DISCLAIMER: This site is a mirror of original one that was once available at http://iki.fi/~tuomov/b/

LaTeX is great for scientific articles, prose and other simple documents. It, however, terribly fails on more complex documents, especially ones with lots of tables and tabulated information with big fields, such as program API documentation. Not only are most of the related packages broken and mutually incompatible, with most people who know low-level TeX having switched from writing rocking software to rocking chairs. Conversion to other formats such as HTML is also a major problem.

To convert (La)TeX to other formats, one has to re-implement almost every package beginning from a parser, as every TeX package may parse the input itself and create its own syntax – and many do. Clearly that means a lot of work for format conversion. Such a design decision would be a big mistake in a modern language. But TeX isn't modern. It was designed with computers with very limited memory in mind. In such a case an almost full-featured programming language that TeX is may come into question. In a modern document markup language, there should, however, be clear separation between syntax and semantics; clear separation between markup and packages that implement commands, environments and tags. Document markup and packages should not be implemented in the same language even. The two tasks are of very different nature, and hence a language that fits both tasks is suboptimal for both.

WHAT TO WORK ON> Can you retype the whole LaTeX passage word for word? The entries have no role in work on the LaTeX passage.

Excerpts from a dataset on pointing to objects>
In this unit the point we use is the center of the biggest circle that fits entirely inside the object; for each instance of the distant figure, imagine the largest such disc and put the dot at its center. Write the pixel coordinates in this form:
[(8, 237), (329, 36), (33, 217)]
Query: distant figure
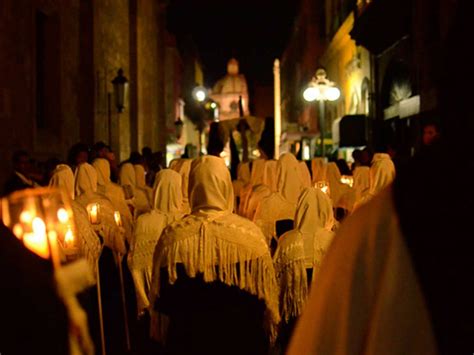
[(21, 176), (227, 91), (215, 145), (77, 155), (431, 133)]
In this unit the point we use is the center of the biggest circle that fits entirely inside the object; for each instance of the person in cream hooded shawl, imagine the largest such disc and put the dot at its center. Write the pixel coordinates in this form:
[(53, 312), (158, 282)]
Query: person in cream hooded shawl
[(88, 242), (303, 249), (114, 193), (281, 204), (86, 193), (128, 180), (182, 167), (167, 208), (216, 245)]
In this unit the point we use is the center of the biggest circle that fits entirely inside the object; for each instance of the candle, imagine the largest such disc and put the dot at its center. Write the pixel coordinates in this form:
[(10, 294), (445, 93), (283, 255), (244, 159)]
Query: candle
[(118, 218), (69, 238), (93, 210), (63, 216), (37, 241)]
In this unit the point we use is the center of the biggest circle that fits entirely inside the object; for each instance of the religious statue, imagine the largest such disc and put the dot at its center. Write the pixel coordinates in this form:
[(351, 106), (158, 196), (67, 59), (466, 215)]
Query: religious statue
[(231, 93)]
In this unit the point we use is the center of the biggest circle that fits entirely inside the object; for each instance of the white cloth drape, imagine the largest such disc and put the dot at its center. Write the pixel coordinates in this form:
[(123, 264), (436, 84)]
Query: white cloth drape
[(167, 208), (183, 167), (114, 193), (281, 204), (213, 236), (87, 240), (381, 174), (86, 193), (366, 298)]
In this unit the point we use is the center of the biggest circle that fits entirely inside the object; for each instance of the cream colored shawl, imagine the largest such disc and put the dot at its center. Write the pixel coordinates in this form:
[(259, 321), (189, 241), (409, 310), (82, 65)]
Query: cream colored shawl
[(256, 178), (366, 298), (262, 191), (305, 175), (114, 193), (336, 188), (270, 175), (243, 178), (282, 204), (86, 193), (87, 240), (127, 176), (183, 166), (361, 180), (216, 243), (167, 208), (381, 174), (318, 169)]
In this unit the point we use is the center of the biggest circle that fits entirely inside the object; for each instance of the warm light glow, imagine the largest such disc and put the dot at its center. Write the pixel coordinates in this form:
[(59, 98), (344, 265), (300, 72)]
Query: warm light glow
[(93, 210), (69, 238), (200, 94), (311, 94), (118, 218), (63, 216), (332, 93), (26, 217), (18, 230), (323, 186), (37, 241), (348, 180)]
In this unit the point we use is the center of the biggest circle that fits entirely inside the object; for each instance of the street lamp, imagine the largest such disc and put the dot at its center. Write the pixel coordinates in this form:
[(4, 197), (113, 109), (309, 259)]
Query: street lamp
[(321, 89), (120, 83), (200, 93)]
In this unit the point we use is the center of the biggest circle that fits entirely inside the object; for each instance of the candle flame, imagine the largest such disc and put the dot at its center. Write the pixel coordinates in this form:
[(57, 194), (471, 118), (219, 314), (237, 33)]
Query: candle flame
[(63, 216), (26, 217)]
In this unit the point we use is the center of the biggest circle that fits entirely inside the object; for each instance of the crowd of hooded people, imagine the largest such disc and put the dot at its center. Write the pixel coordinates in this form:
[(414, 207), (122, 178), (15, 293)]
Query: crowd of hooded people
[(258, 265)]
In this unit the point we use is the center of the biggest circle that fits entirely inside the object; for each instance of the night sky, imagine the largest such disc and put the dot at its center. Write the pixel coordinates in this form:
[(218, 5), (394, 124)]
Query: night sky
[(254, 31)]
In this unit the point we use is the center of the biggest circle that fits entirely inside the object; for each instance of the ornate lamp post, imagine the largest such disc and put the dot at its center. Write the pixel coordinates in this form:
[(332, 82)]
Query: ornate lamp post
[(321, 89)]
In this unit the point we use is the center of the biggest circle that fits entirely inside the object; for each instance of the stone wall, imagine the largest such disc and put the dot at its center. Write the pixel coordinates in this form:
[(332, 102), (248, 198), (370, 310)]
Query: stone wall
[(83, 44)]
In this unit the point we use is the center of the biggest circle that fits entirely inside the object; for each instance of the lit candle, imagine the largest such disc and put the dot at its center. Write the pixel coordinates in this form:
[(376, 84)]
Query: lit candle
[(69, 238), (94, 213), (118, 218), (63, 216), (37, 241)]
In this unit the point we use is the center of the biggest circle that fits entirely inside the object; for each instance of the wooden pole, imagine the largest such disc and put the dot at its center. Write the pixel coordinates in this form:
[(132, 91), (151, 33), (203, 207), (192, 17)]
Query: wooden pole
[(277, 98)]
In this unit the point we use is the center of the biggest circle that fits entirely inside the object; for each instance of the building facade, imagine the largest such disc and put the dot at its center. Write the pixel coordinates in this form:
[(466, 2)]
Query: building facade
[(59, 58)]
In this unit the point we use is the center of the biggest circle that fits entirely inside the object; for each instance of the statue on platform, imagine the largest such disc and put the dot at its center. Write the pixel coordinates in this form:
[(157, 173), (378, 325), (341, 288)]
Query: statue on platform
[(229, 90)]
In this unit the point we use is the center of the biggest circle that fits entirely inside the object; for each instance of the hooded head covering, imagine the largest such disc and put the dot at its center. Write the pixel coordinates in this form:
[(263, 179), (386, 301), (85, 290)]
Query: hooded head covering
[(318, 169), (183, 166), (243, 173), (382, 172), (289, 178), (305, 175), (140, 174), (63, 178), (167, 193), (103, 171), (314, 211), (216, 243), (270, 175), (149, 226), (298, 249), (210, 186), (258, 167), (127, 175), (86, 179)]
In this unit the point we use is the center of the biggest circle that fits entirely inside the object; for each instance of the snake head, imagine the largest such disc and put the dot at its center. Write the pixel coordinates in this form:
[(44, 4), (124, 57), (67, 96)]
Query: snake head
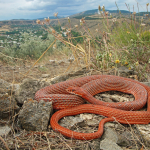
[(76, 90)]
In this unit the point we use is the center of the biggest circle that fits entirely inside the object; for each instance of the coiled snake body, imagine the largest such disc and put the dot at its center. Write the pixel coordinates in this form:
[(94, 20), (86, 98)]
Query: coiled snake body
[(124, 112)]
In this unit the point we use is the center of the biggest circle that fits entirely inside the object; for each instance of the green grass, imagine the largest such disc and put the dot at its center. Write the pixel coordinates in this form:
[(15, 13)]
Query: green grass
[(124, 41)]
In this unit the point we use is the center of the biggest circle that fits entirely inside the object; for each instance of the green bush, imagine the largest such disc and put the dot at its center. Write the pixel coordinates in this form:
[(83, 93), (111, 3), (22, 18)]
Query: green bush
[(32, 47)]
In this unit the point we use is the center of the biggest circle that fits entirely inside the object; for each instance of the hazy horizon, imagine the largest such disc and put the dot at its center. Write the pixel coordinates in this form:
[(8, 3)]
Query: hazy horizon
[(33, 9)]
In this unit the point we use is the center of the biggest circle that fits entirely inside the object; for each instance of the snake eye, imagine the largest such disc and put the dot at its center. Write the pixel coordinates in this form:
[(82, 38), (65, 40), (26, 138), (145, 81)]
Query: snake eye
[(72, 90)]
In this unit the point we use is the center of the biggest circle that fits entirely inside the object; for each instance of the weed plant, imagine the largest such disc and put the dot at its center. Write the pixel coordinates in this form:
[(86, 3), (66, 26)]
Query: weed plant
[(124, 41)]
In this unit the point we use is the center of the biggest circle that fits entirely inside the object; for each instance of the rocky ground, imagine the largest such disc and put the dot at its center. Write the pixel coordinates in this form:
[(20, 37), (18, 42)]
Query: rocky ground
[(24, 122)]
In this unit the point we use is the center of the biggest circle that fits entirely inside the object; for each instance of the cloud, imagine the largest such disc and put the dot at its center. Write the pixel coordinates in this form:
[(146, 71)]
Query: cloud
[(30, 9)]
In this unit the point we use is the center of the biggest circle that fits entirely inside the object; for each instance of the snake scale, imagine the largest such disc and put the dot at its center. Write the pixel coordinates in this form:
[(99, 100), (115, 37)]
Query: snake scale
[(71, 94)]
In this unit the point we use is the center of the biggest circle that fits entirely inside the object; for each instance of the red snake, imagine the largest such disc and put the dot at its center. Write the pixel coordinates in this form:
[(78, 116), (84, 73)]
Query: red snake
[(123, 112)]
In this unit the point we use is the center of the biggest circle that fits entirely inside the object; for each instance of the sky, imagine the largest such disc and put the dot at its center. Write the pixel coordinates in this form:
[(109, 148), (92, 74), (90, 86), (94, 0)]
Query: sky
[(33, 9)]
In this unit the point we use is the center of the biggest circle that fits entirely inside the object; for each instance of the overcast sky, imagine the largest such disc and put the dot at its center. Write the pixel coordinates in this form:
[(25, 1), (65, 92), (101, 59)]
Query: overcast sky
[(33, 9)]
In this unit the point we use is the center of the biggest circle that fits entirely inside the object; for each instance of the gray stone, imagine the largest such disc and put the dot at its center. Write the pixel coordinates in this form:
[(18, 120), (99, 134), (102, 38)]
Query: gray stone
[(124, 71), (28, 88), (145, 132), (35, 115), (146, 83), (8, 106), (111, 135), (4, 130), (108, 144)]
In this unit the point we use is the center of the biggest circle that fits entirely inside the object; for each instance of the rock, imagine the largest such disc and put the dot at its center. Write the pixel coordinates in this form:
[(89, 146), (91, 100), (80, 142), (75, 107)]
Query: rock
[(108, 144), (45, 75), (35, 116), (9, 88), (28, 88), (124, 71), (52, 61), (111, 135), (146, 83), (145, 132), (125, 139), (4, 130), (61, 78), (8, 106)]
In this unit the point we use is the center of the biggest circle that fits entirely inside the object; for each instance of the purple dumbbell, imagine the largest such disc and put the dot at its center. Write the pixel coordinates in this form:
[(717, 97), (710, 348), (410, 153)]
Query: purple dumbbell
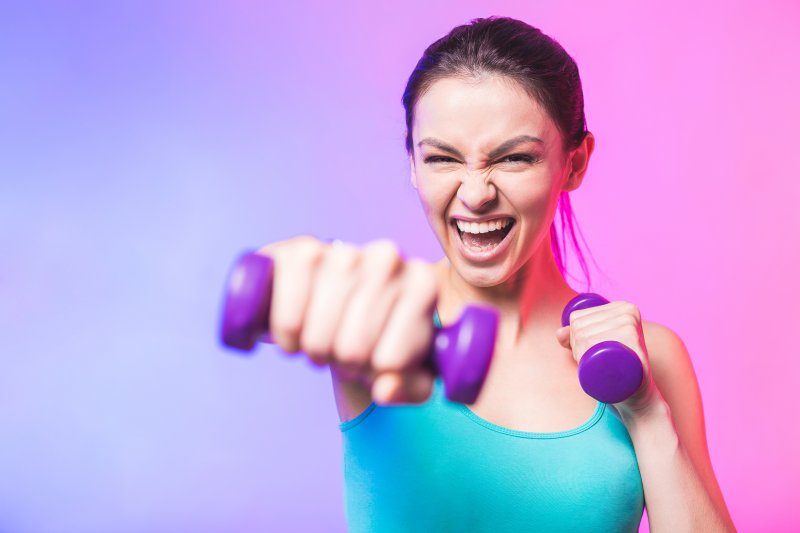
[(609, 371), (461, 353)]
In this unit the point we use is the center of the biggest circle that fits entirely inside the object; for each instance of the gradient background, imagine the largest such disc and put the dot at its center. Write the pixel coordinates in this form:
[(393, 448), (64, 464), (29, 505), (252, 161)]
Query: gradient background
[(143, 145)]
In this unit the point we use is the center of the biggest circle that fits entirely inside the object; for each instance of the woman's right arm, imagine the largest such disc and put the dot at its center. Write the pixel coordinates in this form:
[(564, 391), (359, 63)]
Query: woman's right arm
[(366, 312)]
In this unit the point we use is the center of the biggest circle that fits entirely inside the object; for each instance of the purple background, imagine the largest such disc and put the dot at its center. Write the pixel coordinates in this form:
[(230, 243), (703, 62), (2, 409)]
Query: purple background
[(143, 145)]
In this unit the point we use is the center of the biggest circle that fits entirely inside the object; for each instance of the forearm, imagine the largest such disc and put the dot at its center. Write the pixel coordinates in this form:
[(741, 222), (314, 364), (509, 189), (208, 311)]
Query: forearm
[(675, 495)]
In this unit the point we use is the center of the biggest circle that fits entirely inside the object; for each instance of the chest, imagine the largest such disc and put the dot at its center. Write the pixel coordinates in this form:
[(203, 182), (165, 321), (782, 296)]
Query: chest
[(534, 394)]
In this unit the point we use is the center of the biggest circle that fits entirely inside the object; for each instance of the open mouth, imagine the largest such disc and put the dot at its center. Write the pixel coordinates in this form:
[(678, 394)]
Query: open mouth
[(483, 237)]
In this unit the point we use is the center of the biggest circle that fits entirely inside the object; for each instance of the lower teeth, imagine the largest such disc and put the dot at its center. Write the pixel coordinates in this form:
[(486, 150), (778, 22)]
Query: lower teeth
[(492, 239)]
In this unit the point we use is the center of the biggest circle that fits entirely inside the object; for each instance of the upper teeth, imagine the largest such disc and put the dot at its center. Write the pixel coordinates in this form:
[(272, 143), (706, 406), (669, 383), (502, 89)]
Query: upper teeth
[(483, 227)]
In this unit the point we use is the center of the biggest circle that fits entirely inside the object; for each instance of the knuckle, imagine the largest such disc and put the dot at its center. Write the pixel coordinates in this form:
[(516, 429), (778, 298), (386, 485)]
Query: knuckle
[(382, 256), (286, 332), (352, 353)]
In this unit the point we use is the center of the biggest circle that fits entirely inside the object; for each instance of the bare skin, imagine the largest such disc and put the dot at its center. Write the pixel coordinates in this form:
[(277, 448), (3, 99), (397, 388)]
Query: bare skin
[(367, 312)]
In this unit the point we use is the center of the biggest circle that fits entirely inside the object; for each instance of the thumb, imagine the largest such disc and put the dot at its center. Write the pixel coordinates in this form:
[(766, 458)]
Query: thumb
[(562, 334)]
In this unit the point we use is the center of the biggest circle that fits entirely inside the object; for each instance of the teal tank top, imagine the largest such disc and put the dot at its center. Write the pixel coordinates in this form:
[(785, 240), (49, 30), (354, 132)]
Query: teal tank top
[(437, 466)]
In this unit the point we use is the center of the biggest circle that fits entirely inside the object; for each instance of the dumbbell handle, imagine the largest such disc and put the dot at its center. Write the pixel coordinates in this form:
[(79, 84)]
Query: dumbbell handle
[(609, 371), (461, 352)]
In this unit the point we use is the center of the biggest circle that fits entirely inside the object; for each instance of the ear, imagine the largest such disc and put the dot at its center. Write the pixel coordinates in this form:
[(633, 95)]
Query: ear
[(578, 162), (413, 171)]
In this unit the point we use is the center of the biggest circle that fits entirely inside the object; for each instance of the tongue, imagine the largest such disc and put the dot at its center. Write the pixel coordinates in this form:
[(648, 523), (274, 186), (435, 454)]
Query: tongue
[(489, 239)]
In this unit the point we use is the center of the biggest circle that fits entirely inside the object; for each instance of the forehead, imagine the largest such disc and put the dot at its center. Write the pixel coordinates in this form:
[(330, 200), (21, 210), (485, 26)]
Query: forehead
[(480, 114)]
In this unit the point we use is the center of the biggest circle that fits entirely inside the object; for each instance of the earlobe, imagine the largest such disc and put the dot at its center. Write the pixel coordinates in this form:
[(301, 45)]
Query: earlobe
[(579, 163)]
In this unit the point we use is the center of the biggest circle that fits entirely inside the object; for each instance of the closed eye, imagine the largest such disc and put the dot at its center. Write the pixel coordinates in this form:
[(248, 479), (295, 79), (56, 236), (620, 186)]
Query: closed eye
[(514, 158)]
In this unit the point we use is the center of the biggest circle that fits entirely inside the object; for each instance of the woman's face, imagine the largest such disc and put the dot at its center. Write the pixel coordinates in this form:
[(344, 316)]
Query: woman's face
[(488, 166)]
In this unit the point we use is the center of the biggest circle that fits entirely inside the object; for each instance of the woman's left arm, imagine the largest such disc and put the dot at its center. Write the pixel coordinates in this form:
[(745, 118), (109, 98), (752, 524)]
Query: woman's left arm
[(664, 419), (668, 434)]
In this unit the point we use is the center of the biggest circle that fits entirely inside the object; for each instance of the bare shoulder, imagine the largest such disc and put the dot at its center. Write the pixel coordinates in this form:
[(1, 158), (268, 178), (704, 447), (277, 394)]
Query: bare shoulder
[(672, 367), (352, 398)]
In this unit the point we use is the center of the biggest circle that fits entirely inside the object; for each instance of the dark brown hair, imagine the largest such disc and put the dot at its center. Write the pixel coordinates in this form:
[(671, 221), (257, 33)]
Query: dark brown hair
[(520, 52)]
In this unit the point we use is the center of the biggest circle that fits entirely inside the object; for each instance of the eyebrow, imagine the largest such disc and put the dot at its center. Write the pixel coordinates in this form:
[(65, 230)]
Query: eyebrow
[(508, 145)]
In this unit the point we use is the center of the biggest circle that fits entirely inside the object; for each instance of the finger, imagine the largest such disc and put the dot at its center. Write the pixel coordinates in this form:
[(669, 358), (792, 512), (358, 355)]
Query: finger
[(333, 285), (369, 306), (294, 267), (408, 334)]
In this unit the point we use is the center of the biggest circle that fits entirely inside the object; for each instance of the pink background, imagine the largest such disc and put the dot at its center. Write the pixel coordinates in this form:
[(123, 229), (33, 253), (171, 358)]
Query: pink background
[(144, 146)]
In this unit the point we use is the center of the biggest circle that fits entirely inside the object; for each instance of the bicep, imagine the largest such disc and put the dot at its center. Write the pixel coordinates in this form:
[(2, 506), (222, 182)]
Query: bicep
[(674, 376)]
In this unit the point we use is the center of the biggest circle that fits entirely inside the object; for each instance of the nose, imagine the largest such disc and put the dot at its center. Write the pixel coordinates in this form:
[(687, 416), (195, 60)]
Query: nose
[(477, 192)]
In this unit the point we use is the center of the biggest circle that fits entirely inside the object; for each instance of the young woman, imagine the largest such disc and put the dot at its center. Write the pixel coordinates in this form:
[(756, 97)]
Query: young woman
[(496, 138)]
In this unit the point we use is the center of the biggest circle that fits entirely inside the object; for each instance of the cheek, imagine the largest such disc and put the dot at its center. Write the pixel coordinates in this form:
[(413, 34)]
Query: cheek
[(434, 198)]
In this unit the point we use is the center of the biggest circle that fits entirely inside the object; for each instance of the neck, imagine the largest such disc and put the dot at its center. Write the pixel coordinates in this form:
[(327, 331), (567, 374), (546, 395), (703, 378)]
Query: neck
[(530, 302)]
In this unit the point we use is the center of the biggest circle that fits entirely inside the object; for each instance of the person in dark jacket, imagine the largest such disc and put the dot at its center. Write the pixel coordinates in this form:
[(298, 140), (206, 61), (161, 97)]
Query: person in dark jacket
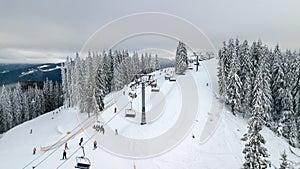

COMPLETE RESPONSE>
DISCLAIMER: This site is a mirror of original one that was once available at http://iki.fi/~tuomov/b/

LaTeX is great for scientific articles, prose and other simple documents. It, however, terribly fails on more complex documents, especially ones with lots of tables and tabulated information with big fields, such as program API documentation. Not only are most of the related packages broken and mutually incompatible, with most people who know low-level TeX having switched from writing rocking software to rocking chairs. Conversion to other formats such as HTML is also a major problem.

To convert (La)TeX to other formats, one has to re-implement almost every package beginning from a parser, as every TeX package may parse the input itself and create its own syntax – and many do. Clearly that means a lot of work for format conversion. Such a design decision would be a big mistake in a modern language. But TeX isn't modern. It was designed with computers with very limited memory in mind. In such a case an almost full-featured programming language that TeX is may come into question. In a modern document markup language, there should, however, be clear separation between syntax and semantics; clear separation between markup and packages that implement commands, environments and tags. Document markup and packages should not be implemented in the same language even. The two tasks are of very different nature, and hence a language that fits both tasks is suboptimal for both.